**TEXTE SOURCE:**
● ● ● ●
Les fureurs invisibles du cœur, John Boyne
Les fureurs invisibles du cœur, août 2018, trad. anglais Sophie Aslanides, 592 pages, 23,90 €
Ecrivain(s): John Boyne Edition: Jean-Claude Lattès
Les fureurs invisibles du cœur, ce sont d’abord celles de Cyril, le narrateur qui dresse un portrait sans complaisance de la société irlandaise des années 40 et des décennies suivantes.
Dés la première scène le ton est donné : enceinte à 16 ans, la mère de Cyril est publiquement bannie et elle doit quitter sa famille et s’exiler à Dublin sans un sou en poche.
Abandonné dès sa naissance, Cyril est confié par une nonne bossue à Charles, un homme d’affaires qui fraude le fisc, et à sa femme, Maude, romancière qui pense que le succès littéraire est vulgaire, ce qui ne l’empêche pas de passer ses journées derrière sa machine à écrire, noyée dans un rideau de fumée car elle grille clope sur clope.
Maude et Charles Avery élèvent Cyril de façon à ce qu’il ne manque de rien mais ne ratent pas une occasion de lui rappeler qu’adopté, il n’est pas un véritable Avery. Et c’est bien le drame de Cyril, il ne sait pas d’où il vient, qui il est, ni pourquoi, contrairement aux autres garçons, il n’aime pas les filles.
● ● ● ●
**EXERCICES À RÉSOUDRE:**
a: Selon le texte source, à quel âge la mère de Cyril tombe-t-elle enceinte ?
b: Relevez tous les personnages du roman que le texte source désigne par leur prénom.
c: Reproduisez le passage du texte source qui va de « Maude et Charles » jusqu'à « pas les filles. ».
● ● ● ●
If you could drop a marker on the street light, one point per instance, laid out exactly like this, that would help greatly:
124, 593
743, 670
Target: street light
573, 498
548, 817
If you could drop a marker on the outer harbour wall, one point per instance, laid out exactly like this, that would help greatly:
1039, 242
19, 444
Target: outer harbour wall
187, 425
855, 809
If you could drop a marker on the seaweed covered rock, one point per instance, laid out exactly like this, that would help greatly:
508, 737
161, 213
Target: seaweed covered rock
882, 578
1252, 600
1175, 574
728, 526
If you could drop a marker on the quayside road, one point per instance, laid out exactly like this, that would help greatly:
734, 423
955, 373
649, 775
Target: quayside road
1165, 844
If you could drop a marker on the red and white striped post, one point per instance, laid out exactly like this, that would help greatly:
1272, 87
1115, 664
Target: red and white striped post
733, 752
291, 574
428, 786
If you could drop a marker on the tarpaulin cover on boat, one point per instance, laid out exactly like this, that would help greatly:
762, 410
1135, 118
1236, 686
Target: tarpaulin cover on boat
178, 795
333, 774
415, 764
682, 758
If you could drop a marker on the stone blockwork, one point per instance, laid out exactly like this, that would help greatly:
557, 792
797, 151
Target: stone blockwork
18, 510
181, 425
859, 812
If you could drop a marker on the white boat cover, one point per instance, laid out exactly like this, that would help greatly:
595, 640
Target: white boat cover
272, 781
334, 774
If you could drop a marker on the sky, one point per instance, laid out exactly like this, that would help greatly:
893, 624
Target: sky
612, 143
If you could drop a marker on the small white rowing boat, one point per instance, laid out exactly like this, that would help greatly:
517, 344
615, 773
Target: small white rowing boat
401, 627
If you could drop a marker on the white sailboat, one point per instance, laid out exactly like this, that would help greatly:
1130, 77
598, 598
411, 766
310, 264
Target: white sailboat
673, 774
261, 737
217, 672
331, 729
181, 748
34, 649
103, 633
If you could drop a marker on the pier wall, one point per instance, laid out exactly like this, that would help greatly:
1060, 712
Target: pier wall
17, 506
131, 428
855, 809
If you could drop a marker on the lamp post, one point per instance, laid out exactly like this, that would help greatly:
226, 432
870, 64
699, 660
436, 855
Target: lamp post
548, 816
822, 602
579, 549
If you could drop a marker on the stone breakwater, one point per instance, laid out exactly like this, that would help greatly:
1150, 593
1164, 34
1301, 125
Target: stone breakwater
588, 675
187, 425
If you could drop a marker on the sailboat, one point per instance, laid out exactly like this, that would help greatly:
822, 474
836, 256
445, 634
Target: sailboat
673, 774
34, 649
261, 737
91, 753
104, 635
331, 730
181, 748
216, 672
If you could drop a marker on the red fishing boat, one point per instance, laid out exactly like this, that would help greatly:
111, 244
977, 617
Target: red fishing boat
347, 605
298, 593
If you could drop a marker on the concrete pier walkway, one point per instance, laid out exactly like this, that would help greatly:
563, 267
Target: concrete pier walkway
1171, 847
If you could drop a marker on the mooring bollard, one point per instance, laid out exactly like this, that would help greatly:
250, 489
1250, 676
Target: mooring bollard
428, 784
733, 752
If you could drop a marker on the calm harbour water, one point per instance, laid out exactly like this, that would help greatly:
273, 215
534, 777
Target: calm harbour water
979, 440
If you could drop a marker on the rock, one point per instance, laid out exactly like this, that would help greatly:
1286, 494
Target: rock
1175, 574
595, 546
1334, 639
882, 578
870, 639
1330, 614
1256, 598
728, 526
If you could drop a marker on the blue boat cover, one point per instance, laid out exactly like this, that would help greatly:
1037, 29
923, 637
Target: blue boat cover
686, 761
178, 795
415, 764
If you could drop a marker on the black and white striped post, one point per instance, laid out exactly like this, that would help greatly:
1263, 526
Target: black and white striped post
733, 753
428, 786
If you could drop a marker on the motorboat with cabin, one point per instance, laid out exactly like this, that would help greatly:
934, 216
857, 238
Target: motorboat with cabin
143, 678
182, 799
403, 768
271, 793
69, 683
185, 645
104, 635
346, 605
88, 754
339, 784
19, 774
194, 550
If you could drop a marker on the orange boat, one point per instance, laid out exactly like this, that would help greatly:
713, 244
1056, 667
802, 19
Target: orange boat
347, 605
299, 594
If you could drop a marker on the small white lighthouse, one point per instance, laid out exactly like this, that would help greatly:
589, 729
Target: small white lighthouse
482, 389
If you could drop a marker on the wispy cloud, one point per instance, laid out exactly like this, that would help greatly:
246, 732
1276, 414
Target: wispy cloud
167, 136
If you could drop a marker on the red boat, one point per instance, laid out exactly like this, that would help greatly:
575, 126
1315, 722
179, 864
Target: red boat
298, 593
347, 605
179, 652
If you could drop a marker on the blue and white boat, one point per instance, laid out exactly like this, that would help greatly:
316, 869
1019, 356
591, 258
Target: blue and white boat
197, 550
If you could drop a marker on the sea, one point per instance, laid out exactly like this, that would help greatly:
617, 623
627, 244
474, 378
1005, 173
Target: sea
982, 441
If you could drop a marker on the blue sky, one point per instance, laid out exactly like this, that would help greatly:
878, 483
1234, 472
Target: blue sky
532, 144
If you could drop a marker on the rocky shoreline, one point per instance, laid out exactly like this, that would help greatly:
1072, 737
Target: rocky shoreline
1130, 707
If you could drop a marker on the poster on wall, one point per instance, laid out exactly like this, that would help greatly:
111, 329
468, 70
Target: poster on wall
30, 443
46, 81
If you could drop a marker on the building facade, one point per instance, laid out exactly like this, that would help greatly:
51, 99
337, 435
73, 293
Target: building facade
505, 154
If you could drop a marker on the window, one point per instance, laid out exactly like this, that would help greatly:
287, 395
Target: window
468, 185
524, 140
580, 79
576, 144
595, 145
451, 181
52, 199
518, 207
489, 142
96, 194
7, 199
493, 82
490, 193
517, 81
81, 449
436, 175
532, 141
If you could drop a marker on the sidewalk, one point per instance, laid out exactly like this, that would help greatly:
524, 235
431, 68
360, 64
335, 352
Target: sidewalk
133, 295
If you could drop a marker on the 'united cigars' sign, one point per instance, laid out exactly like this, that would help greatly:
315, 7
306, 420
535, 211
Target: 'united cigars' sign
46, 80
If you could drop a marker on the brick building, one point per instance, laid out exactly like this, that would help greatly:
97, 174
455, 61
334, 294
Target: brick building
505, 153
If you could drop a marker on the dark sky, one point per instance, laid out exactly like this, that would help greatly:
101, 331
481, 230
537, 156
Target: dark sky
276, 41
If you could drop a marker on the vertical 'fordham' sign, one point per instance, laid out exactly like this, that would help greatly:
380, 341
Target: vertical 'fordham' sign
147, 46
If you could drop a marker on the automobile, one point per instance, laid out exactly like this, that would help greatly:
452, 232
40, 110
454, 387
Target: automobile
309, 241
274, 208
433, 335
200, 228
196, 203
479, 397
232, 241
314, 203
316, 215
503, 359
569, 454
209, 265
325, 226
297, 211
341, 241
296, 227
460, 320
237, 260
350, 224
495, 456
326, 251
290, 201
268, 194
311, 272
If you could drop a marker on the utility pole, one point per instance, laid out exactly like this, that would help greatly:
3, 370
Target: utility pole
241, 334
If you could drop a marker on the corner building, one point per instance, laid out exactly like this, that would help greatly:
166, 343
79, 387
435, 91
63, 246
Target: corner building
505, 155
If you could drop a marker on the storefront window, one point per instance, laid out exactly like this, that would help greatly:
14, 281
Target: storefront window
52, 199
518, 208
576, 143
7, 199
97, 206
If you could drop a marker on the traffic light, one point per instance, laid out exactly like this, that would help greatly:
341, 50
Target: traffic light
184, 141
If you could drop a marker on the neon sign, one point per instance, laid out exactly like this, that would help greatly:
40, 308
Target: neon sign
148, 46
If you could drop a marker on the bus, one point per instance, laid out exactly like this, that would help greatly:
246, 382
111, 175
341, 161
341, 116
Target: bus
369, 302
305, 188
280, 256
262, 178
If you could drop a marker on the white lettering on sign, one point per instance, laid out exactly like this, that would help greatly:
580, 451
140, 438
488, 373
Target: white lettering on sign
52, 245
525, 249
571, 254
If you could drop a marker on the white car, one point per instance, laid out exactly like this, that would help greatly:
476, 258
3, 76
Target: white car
● ● ● ●
**RÉPONSES PAR TÂCHE:**
a: À 16 ans.

b: Cyril, Charles (Avery), Maude (Avery)

c:
Maude et Charles Avery élèvent Cyril de façon à ce qu’il ne manque de rien mais ne ratent pas une occasion de lui rappeler qu’adopté, il n’est pas un véritable Avery. Et c’est bien le drame de Cyril, il ne sait pas d’où il vient, qui il est, ni pourquoi, contrairement aux autres garçons, il n’aime pas les filles.